- Theatrical release poster
- Directed by: Ron Shelton
- Written by: David Ayer
- Story by: James Ellroy
- Produced by: David Blocker; Caldecot Chubb; Sean Daniel; James Jacks;
- Starring: Kurt Russell; Brendan Gleeson; Scott Speedman; Michael Michele; Lolita Davidovich; Ving Rhames;
- Cinematography: Barry Peterson
- Edited by: Patrick Flannery; Paul Seydor;
- Music by: Terence Blanchard
- Production companies: United Artists; Intermedia; Alphaville Films; Cosmic Pictures;
- Distributed by: MGM Distribution Co.
- Release dates: December 21, 2002 (Noir in Festival); February 21, 2003 (United States);
- Running time: 118 minutes
- Country: United States
- Language: English
- Budget: $15 million
- Box office: $12.3 million

= Dark Blue (film) =

2002 film by Ron Shelton

Dark Blue is a 2002 American neo-noir crime thriller film directed by Ron Shelton and written by David Ayer, based on a story written for film by crime novelist James Ellroy and takes place during the days leading up to the Rodney King trial verdict. The film stars Kurt Russell, with Scott Speedman, Ving Rhames and Brendan Gleeson in supporting roles.

The film received mixed reviews from critics.

==Plot==
The film opens in Los Angeles, 1992. LAPD Sergeant Eldon Perry, who is pacing in a motel room with a shotgun and pistol. Throughout the film, the final days of the Rodney King Trial are cut in as they relate to the timeline of events.

Entries supplied:
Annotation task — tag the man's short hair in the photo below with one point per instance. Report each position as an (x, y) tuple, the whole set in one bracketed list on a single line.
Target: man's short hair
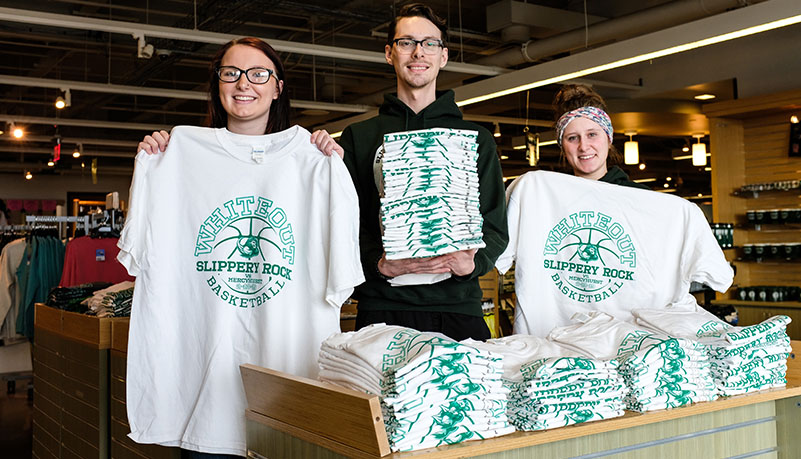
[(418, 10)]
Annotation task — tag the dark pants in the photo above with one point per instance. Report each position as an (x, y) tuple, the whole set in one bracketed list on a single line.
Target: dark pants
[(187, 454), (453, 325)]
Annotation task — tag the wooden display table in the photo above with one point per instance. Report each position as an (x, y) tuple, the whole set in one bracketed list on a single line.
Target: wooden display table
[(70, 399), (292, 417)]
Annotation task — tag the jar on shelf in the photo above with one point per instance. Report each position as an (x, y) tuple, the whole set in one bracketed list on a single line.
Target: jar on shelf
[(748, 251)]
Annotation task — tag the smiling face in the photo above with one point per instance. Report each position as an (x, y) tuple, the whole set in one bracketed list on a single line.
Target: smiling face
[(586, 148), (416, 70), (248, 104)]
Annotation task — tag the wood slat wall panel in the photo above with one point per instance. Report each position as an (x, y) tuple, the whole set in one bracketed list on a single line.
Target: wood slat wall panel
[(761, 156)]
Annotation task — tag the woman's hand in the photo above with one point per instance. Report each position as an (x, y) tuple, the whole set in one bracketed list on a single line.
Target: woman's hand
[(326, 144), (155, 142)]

Written exercise A: According to the Dark Blue film article, what was the movie's budget?
Written exercise B: Please write the next part of the Dark Blue film article, picking up after its final sentence.

Task result A: $15 million

Task result B:
Five days earlier, four people are killed and one wounded when two men, Darryl Orchard and Gary Sidwell, rob a convenience store in order to gain access to the office safe. Meanwhile, Perry defends his partner, Detective Bobby Keough, before an internal hearing concerning Keough's use of deadly force in a previous case; Keough is later exonerated. Perry and Keough later celebrate Perry's impending promotion with their superior (and Keough's uncle), Jack Van Meter. Van Meter, a corrupt cop who often encourages his subordinates to fabricate evidence, visits Orchard and Sidwell's house later that night and takes the money stolen from the safe, admonishing them for behaving recklessly during the robbery.

Van Meter assigns Perry and Keough to investigate the robbery, providing a false alibi for Orchard and Sidwell and telling them to pin the crime on someone else. Meanwhile, Assistant Chief Arthur Holland finds Perry's testimony at Keough's hearing suspicious, doubting that Keough killed the suspect as he was charged. His assistant, Beth Williamson, pulls files on the two men and sees that a man she previously had anonymous casual sex with is Keough.

After obtaining a search warrant using underhanded techniques, a SWAT team raids the house of the ex-cons who are to be Perry's fall guys. One of the men escapes and goes into a back alley but is caught by Perry and Keough. Under Perry's orders, Keough reluctantly kills the innocent man and is left visibly shaken. When Perry arrives home later, he learns that his wife Sally is leaving him. Meanwhile, Keough visits Williamson and admits to the killing, offering to testify against Perry on corruption. Seeing both Perry and the robbers as loose ends, Van Meter sets them up to kill each other just as the Los Angeles riots begin.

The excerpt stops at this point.